Assignment » According to the text on FTIR and environmental monitoring below, why do waste streams call for sophisticated analyzers? Answer in one to three sentences.

Source document »
_ _ _ _

Clean air and water: applications of FTIR to environmental monitoring

1995 
The tightening of environmental regulations presents new challenges to chemical manufacturing and utility plant managers, and also to analyzer manufacturers. The recent rules promulgated as a result of the 1990 Clean Air Act have substantially lengthened the list of chemicals requiring reporting for stack and fugitive emissions monitoring. Releases of 189 toxic compounds must now be controlled, up from only 7 previously. These HAP requirements will grow in number and spread by application to other industries. Other new legislation is forcing industry to police itself, by mandating `voluntary' reports of releases within hours of the incident. Similar constraints are coming for wastewater releases. This trend is expected to accelerate for the next few years and spread to other countries. Though current regulations mandate only periodic documentation, intermittent monitoring (quarterly or monthly) clearly will not suffice. The regulators are forcing continuous release monitoring for hazardous air and water pollutants. Environmental activism (by GreenPeace and others) and increased political awareness are indications that European regulators will soon follow the U.S. EPA's lead. These waste streams are nearly always complex multicomponent mixtures requiring sophisticated analyzers to identify and quantify the species present. This paper identifies several complex waste streams (incinerator stacks, ambient air, and industrial wastewater) and describes the successful application of on-line FT-IR analyzers.

_ _ _ _

Given information »
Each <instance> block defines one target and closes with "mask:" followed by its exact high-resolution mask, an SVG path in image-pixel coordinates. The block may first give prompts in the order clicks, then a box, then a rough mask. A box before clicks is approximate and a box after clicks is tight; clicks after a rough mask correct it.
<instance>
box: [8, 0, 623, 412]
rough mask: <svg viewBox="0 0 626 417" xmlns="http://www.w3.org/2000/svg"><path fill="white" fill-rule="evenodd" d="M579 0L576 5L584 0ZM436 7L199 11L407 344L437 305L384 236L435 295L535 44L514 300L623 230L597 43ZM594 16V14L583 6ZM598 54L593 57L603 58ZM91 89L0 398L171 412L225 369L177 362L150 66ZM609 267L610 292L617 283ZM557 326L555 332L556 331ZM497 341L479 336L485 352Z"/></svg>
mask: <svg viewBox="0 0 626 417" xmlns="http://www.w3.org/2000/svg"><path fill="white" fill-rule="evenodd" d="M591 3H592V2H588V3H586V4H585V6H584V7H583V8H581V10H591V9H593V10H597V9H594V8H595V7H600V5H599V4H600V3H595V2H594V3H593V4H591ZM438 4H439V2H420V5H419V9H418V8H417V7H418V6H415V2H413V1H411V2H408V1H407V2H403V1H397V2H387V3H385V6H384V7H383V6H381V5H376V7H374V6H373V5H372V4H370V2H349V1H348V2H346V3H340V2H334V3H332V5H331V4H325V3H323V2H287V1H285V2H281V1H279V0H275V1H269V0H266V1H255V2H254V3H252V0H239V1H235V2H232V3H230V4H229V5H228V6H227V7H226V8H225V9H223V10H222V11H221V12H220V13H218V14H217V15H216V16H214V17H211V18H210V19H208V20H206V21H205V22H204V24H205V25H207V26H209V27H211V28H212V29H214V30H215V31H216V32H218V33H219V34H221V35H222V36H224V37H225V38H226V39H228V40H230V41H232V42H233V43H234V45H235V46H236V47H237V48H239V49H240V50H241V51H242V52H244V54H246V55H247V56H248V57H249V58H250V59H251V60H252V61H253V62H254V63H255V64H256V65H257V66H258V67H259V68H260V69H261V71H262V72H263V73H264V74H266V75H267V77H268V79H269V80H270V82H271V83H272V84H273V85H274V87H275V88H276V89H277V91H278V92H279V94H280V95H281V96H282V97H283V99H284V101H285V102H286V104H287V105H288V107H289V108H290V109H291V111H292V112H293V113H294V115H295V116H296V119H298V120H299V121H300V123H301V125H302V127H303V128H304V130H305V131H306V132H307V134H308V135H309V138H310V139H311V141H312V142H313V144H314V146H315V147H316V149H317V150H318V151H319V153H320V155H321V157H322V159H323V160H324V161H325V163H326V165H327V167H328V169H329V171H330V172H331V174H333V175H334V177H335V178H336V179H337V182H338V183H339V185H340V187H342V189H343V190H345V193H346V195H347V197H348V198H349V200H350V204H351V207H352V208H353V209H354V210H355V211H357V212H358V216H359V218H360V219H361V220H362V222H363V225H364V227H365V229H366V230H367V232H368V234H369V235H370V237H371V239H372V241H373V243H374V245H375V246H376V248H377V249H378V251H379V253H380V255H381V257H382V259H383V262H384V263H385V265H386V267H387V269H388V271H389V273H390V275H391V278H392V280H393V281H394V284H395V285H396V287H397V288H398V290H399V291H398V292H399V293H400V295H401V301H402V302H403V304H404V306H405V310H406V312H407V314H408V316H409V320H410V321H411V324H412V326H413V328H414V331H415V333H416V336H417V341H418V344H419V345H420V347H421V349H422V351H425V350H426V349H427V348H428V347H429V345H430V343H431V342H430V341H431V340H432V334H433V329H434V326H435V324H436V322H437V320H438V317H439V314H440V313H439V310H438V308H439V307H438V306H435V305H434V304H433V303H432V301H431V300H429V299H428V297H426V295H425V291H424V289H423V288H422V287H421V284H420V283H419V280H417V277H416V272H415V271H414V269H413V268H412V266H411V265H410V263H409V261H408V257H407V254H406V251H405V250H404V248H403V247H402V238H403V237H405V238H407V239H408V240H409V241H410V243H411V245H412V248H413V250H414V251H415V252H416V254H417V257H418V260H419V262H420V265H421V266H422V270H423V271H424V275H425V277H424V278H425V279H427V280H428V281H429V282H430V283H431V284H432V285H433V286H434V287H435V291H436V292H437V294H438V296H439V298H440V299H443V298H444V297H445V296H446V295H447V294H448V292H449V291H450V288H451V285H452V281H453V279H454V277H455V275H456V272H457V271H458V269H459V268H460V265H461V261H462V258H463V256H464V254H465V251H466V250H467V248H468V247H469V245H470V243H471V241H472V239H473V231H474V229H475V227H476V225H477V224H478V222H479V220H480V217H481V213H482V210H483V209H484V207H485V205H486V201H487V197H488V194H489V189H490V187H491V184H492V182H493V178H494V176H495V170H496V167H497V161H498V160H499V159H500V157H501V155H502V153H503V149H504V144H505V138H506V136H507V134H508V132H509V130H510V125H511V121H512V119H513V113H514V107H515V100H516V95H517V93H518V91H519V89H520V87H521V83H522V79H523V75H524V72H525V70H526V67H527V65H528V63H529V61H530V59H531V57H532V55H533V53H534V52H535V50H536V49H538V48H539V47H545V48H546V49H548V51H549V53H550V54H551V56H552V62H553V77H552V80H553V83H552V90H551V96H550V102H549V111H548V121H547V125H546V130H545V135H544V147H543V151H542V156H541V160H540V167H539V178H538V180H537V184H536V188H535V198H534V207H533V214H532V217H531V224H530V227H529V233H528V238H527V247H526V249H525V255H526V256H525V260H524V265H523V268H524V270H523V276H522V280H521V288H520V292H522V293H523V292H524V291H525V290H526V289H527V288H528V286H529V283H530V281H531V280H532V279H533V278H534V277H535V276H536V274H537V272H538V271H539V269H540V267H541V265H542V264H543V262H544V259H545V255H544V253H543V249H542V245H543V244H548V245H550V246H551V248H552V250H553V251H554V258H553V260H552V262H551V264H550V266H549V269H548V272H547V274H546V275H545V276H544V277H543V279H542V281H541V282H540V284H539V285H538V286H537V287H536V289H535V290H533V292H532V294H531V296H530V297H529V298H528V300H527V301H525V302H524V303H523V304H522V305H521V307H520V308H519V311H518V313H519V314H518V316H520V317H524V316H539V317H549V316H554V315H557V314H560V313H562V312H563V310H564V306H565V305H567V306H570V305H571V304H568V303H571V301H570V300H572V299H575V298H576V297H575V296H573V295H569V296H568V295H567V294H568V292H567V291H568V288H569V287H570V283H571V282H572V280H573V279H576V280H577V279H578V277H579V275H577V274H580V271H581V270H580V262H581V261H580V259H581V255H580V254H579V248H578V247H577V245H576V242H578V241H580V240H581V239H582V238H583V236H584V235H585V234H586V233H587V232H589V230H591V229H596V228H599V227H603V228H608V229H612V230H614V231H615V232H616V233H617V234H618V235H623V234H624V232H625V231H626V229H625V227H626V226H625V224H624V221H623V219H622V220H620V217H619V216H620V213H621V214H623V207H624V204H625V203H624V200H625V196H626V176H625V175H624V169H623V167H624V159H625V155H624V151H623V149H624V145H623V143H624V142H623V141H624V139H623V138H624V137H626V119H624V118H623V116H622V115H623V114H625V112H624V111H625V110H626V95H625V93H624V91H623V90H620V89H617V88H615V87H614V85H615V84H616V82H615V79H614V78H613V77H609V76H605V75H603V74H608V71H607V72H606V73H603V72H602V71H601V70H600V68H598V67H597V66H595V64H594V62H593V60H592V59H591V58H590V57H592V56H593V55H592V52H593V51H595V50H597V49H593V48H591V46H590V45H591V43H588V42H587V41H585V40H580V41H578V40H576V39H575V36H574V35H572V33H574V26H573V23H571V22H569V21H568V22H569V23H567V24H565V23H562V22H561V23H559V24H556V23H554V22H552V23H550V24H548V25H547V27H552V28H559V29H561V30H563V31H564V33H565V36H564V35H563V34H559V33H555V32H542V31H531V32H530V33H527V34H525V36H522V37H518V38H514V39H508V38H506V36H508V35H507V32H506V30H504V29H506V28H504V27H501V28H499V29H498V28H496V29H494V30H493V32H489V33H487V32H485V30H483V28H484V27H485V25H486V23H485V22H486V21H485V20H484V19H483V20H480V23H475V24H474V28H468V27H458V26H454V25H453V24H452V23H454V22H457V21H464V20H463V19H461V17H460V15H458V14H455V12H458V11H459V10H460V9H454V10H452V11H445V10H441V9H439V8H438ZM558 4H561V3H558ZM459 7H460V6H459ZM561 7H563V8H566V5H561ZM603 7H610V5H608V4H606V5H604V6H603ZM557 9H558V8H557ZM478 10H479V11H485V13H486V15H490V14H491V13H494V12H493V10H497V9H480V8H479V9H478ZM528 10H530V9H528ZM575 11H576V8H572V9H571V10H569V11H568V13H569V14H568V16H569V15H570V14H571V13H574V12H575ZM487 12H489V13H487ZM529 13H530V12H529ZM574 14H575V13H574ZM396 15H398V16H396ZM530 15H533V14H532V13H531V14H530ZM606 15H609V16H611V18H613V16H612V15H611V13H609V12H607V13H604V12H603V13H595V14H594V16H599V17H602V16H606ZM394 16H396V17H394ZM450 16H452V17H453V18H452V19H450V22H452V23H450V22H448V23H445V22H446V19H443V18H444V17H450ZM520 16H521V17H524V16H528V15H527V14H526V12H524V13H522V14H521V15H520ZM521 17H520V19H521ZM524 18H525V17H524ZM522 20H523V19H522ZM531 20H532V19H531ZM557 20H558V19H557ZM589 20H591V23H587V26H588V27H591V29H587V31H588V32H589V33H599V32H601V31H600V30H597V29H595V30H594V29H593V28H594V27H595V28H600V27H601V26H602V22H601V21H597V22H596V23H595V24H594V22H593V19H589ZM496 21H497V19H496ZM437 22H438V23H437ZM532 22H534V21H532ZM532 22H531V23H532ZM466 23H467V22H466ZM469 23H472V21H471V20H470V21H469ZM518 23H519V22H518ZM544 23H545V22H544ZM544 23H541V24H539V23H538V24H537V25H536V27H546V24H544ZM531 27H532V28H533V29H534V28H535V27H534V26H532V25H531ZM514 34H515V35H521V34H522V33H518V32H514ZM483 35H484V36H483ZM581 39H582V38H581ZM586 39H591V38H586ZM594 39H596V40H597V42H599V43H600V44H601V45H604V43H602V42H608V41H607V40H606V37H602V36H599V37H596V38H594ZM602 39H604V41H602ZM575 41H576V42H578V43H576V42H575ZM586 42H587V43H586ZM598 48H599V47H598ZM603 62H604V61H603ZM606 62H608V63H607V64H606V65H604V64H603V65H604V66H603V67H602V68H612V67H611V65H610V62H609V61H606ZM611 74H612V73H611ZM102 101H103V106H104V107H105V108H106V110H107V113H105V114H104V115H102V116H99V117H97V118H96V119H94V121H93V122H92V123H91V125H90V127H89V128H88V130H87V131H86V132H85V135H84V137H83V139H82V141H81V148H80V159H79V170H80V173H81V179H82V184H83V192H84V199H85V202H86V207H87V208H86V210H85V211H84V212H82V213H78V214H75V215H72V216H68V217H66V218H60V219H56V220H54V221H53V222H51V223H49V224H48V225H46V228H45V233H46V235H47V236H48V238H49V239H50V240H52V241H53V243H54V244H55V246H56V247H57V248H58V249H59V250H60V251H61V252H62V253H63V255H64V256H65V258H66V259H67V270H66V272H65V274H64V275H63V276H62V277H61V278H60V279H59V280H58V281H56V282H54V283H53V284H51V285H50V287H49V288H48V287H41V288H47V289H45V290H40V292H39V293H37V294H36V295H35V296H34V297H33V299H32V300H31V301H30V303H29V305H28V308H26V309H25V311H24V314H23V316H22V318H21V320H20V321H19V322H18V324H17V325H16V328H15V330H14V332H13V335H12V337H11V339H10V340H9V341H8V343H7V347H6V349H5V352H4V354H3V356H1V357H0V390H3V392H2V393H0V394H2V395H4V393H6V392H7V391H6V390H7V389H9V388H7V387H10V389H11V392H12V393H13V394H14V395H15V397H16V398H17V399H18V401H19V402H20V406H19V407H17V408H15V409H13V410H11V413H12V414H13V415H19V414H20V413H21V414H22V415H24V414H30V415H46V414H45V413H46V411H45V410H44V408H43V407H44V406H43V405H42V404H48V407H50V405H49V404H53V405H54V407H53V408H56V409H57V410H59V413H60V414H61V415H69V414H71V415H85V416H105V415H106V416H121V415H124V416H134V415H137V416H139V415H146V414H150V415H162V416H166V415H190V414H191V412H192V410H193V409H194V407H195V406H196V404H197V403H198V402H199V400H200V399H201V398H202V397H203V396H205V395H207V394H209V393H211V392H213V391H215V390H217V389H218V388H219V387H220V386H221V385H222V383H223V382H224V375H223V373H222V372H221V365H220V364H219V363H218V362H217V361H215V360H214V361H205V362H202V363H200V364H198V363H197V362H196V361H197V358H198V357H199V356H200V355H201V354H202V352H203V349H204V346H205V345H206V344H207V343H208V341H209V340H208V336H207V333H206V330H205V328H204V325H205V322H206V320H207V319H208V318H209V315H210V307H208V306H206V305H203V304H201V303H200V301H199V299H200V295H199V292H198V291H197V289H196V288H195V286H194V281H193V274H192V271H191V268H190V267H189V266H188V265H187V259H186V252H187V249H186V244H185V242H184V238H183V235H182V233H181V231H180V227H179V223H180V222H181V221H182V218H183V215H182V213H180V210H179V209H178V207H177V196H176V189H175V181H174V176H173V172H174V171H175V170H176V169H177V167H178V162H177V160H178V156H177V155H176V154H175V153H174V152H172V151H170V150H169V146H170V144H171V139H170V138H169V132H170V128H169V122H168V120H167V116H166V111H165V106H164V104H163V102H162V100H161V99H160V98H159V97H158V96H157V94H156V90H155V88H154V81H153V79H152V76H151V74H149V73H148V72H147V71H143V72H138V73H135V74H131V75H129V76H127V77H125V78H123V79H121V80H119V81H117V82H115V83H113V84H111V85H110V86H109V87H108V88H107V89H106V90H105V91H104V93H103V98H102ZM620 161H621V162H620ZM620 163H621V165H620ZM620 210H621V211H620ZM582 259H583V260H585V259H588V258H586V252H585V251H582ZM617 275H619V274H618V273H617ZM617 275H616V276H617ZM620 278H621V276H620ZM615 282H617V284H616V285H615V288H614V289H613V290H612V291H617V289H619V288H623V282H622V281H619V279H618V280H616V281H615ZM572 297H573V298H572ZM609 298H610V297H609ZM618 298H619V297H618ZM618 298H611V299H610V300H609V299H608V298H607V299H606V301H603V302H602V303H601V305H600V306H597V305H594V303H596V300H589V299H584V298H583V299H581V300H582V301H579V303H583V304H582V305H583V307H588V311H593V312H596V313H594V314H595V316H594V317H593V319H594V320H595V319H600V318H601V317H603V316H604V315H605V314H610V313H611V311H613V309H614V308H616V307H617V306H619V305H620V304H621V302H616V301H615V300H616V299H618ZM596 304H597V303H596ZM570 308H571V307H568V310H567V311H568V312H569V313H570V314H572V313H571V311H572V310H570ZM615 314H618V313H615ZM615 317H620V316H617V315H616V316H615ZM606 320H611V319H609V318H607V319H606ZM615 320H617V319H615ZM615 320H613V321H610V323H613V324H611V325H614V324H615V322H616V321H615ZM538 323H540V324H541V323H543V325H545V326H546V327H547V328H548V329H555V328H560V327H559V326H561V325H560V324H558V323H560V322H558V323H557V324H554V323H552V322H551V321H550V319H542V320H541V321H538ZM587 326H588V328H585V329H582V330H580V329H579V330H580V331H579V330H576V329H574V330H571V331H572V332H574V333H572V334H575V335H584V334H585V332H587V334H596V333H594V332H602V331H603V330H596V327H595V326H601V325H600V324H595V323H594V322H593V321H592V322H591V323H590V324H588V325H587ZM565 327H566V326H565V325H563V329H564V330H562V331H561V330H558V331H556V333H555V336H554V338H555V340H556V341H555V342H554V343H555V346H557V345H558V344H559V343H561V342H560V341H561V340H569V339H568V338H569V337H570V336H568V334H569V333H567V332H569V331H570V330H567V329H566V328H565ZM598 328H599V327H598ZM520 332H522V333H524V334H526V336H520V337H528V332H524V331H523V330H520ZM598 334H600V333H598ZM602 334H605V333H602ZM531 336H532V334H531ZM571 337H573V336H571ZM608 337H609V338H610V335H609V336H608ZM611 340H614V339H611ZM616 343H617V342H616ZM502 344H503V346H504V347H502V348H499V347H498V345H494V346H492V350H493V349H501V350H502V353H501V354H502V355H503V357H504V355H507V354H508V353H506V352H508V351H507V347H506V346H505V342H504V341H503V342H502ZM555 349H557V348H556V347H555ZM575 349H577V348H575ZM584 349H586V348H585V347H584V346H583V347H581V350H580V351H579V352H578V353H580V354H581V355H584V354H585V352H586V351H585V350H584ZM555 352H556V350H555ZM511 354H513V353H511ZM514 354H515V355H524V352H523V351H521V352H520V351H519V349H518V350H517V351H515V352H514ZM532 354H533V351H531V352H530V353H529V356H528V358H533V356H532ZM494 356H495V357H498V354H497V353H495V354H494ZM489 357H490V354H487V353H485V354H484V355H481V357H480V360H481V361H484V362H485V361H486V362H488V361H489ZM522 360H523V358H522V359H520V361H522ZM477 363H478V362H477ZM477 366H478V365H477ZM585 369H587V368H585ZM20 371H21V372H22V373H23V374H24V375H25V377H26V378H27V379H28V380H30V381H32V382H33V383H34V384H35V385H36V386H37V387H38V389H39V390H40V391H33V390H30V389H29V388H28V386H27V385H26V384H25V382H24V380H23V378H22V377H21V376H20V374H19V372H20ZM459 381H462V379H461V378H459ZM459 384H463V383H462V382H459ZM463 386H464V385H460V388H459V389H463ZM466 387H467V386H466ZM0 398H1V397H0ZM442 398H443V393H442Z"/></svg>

_ _ _ _

Result of this exercise » Waste streams are nearly always complex mixtures of many components. Sophisticated analyzers are needed to identify and quantify the species present in them.